_Data supplied_
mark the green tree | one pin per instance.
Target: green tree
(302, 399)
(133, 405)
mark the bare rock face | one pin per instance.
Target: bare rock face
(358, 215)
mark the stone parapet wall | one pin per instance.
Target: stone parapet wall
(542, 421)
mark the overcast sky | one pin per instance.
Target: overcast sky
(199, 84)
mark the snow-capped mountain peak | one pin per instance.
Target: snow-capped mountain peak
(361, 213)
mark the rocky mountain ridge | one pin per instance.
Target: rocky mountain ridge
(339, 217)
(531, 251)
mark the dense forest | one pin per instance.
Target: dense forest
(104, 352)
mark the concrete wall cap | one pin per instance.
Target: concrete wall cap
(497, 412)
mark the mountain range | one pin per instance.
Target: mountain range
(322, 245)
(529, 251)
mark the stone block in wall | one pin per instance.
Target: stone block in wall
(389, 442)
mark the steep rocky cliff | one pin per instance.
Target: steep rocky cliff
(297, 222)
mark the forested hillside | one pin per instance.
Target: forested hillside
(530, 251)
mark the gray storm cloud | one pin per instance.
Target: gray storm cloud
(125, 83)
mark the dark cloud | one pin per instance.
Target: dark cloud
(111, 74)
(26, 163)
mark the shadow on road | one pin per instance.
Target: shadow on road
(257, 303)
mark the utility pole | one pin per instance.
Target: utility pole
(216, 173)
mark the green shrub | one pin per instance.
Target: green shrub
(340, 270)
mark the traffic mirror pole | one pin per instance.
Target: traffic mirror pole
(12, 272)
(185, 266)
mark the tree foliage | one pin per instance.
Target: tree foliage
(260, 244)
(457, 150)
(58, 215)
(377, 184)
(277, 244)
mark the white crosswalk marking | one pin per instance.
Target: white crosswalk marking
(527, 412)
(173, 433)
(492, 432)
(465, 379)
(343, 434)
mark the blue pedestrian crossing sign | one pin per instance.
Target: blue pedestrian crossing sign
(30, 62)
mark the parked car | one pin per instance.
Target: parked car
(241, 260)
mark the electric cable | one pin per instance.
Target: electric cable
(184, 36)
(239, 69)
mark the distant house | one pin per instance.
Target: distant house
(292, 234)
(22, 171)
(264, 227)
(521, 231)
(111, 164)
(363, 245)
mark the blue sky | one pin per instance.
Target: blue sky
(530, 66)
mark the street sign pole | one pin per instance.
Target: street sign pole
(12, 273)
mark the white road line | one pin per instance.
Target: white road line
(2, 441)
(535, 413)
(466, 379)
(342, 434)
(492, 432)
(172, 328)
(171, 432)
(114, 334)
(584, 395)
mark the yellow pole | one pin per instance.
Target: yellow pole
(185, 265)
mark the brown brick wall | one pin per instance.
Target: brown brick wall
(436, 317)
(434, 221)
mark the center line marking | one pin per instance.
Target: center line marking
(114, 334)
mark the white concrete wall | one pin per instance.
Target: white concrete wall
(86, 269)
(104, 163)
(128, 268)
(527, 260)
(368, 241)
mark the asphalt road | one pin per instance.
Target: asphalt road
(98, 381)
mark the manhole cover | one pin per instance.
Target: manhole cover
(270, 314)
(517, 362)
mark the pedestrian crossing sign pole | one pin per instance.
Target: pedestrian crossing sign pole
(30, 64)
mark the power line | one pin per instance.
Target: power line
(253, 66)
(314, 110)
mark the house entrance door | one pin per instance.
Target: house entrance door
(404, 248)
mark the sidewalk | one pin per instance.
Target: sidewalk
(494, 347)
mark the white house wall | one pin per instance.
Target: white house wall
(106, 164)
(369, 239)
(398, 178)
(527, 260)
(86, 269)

_Stated goal_
Copy out the items word for word, beginning with the line that contains "mark the white concrete" and continuing through the last line of the items.

_Task result_
mark the white concrete wall | one pin per instance.
Target: white concrete wall
(86, 269)
(104, 163)
(128, 268)
(527, 260)
(368, 241)
mark the asphalt road | one pin per instance.
Target: asphalt road
(98, 381)
mark the manhole cover | one pin per instance.
Target: manhole cover
(270, 314)
(517, 362)
mark the pedestrian crossing sign pole | one pin per instance.
Target: pedestrian crossing sign pole
(30, 64)
mark the power line | one pin per instance.
Target: power line
(253, 66)
(314, 110)
mark the house entrance door | one pin per instance.
Target: house entrance door
(404, 248)
mark the sidewalk | one pin per instance.
Target: sidewalk
(494, 347)
mark the white house wall | one pin per instance.
Target: white house wall
(106, 164)
(369, 239)
(398, 178)
(527, 260)
(86, 269)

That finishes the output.